• _Assigned task_
Each line of the entries, from the first to the line containing "Target: black sign board", is to be transcribed exactly as it stands; include no other lines.

• _Material shown_
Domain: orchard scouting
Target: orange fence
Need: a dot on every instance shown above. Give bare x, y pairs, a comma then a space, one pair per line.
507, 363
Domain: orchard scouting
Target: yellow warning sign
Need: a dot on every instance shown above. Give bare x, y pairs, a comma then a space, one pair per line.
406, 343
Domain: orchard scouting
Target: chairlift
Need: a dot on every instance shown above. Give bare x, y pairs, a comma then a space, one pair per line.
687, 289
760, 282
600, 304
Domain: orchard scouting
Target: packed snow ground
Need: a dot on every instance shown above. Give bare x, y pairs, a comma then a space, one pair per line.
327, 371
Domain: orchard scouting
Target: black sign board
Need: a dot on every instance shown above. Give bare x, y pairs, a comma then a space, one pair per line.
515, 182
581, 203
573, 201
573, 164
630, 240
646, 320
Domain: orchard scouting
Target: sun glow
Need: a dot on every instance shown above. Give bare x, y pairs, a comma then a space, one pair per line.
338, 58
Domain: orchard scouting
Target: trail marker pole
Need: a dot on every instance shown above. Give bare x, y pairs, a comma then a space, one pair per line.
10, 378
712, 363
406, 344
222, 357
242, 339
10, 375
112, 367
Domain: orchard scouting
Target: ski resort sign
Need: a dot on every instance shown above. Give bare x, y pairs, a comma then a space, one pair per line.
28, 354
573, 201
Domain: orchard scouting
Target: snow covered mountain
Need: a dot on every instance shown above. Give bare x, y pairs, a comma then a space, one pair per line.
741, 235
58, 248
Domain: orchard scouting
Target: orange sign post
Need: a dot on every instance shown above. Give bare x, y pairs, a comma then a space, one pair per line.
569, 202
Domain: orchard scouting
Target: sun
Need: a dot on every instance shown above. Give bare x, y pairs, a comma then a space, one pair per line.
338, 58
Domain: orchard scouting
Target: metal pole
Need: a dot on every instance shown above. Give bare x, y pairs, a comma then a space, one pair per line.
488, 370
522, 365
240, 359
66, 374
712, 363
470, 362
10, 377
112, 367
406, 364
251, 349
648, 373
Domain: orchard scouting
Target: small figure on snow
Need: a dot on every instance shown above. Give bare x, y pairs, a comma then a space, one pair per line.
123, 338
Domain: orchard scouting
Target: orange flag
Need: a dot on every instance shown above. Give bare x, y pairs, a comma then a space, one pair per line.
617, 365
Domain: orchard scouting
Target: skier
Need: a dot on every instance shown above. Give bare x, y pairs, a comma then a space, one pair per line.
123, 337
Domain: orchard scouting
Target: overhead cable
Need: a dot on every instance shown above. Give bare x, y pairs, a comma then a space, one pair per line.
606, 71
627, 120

• _Exercise result_
Domain: orchard scouting
Target: orange fence
Need: a dot on every instance shown above. Give bare x, y pairs, a comma then a space, one pair per line.
507, 363
Domain: orchard scouting
Target: yellow warning sign
Need: a dot on every instance shown above. Give bare x, y pairs, a comma then a space, one pair per line.
406, 343
Domain: orchard scouting
Target: chairlift
Need: a dot on every instance shown above. Give bare x, y pairs, a comma then a space, one pair per line.
687, 289
760, 282
600, 304
Domain: orchard scouting
Target: packed snow ground
Need: a dot on every instance shown above. Give bare x, y pairs, a comma then a space, one pair per line.
327, 371
Domain: orchard scouting
Target: black sign board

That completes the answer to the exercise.